**Assigned task**
Print the data below exactly, but only the lines from the one containing "Query: bicycle front wheel" down to the one containing "Q: Where is a point on each instance of the grassy", inclusive.

Material for this exercise below:

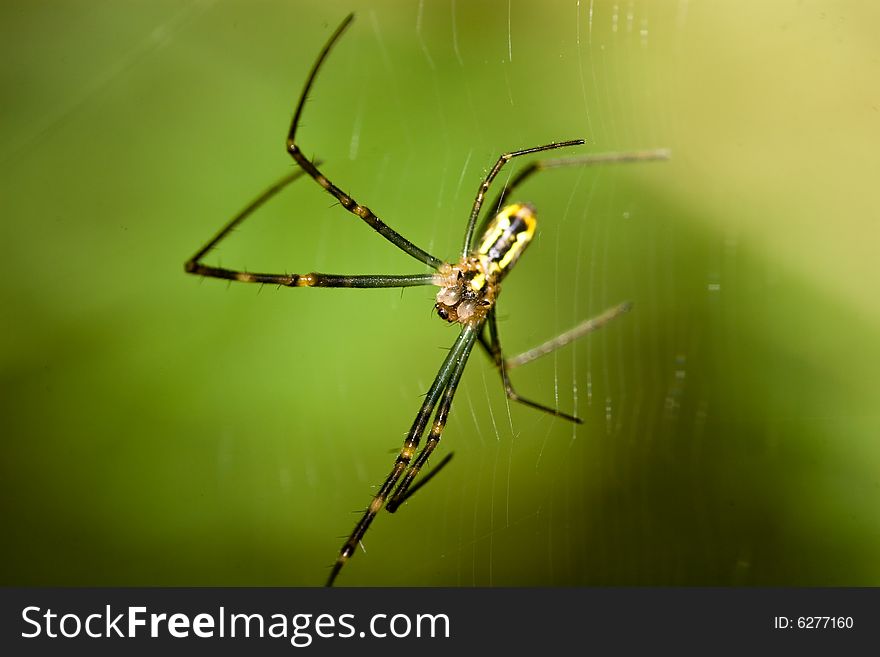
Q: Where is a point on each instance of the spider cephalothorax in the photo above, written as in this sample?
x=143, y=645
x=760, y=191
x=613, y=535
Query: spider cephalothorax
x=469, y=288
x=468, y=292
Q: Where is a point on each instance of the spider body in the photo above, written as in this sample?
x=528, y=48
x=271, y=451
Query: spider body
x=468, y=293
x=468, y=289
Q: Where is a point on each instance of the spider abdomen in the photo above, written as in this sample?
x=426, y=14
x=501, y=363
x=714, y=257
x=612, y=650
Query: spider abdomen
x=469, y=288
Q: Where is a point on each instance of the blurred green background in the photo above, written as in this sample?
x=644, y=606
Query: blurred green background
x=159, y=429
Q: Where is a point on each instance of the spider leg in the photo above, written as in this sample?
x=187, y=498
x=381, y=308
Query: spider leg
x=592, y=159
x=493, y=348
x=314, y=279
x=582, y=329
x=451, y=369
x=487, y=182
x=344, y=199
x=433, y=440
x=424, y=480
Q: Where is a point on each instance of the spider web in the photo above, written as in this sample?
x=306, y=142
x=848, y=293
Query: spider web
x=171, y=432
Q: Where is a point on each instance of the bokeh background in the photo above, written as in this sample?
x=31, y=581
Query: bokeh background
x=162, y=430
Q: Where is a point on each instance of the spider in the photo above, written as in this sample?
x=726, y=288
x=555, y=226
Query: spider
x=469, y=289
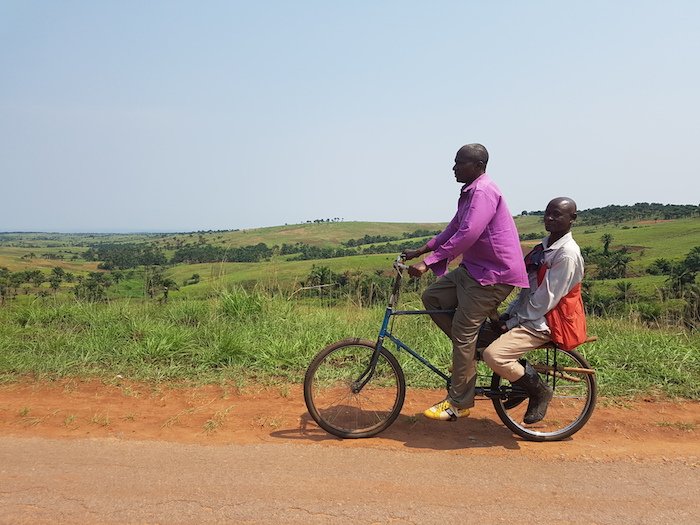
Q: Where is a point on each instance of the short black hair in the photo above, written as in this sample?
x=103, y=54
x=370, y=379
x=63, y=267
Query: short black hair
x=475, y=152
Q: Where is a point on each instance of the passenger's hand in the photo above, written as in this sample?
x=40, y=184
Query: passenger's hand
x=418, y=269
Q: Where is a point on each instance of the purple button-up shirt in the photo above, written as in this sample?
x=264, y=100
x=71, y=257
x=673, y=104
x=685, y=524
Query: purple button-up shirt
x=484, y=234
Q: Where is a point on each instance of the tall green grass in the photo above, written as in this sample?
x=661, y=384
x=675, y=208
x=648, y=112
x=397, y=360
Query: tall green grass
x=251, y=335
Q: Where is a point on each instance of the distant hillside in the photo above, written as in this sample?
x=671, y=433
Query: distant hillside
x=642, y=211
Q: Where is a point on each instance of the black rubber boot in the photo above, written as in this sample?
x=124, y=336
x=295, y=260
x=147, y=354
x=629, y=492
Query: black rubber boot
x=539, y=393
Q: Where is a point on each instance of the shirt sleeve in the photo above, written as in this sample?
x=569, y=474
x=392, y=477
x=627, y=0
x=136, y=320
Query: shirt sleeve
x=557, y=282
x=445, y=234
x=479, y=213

End of Material for this exercise.
Material for this exercise below:

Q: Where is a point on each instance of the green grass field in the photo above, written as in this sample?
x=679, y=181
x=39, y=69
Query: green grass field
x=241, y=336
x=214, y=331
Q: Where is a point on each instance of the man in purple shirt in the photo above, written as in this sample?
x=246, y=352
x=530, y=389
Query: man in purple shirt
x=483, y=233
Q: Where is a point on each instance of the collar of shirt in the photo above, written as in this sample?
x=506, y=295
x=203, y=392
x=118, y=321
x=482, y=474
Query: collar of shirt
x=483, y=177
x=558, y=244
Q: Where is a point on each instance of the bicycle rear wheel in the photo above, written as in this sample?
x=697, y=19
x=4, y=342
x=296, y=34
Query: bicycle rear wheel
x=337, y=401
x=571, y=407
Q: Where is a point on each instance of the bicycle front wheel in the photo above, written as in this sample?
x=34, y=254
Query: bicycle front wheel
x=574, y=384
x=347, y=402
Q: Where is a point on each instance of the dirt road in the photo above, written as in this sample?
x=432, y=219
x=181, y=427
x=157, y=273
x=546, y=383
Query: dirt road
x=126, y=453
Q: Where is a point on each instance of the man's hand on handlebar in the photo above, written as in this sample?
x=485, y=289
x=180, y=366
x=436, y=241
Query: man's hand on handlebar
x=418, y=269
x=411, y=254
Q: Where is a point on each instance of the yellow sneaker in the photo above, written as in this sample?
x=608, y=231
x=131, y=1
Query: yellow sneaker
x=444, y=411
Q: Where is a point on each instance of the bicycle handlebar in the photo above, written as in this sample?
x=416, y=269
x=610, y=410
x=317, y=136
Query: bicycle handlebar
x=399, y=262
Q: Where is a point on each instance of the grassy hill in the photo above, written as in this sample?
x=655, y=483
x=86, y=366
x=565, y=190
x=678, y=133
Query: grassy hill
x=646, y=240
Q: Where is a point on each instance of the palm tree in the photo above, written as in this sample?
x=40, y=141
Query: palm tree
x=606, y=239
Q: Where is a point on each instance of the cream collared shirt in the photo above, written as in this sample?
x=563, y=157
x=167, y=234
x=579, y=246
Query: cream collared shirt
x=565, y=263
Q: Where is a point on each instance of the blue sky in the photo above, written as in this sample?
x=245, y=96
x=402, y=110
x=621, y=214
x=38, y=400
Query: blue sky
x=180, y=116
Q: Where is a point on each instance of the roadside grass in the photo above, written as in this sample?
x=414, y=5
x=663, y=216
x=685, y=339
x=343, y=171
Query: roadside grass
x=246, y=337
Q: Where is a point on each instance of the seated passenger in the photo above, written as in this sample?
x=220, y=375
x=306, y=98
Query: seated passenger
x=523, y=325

End of Material for this exercise.

**Task answer**
Query: bicycle front wheel
x=574, y=384
x=347, y=402
Q: Where is a point on each instance of the dirt road in the photo above, written as in this sample?
x=432, y=219
x=181, y=427
x=157, y=273
x=546, y=383
Query: dirt road
x=126, y=453
Q: Where is a point on each instance of the man's hand on handlebar in the photo above, written as in this sample?
x=485, y=289
x=180, y=366
x=436, y=241
Query: man's hand on handlebar
x=418, y=269
x=411, y=254
Q: Where is a point on each instance of the yellow sneaker in the photo above, written as in this sample?
x=608, y=231
x=131, y=1
Query: yellow sneaker
x=444, y=411
Q: Where is a point on each instance of the bicycle handlebar in the photo above, written as in this sample?
x=416, y=269
x=610, y=410
x=317, y=136
Query: bicycle handlebar
x=399, y=262
Q: Where is a point on each instance of the grassy hill in the photo above, written as in this sample?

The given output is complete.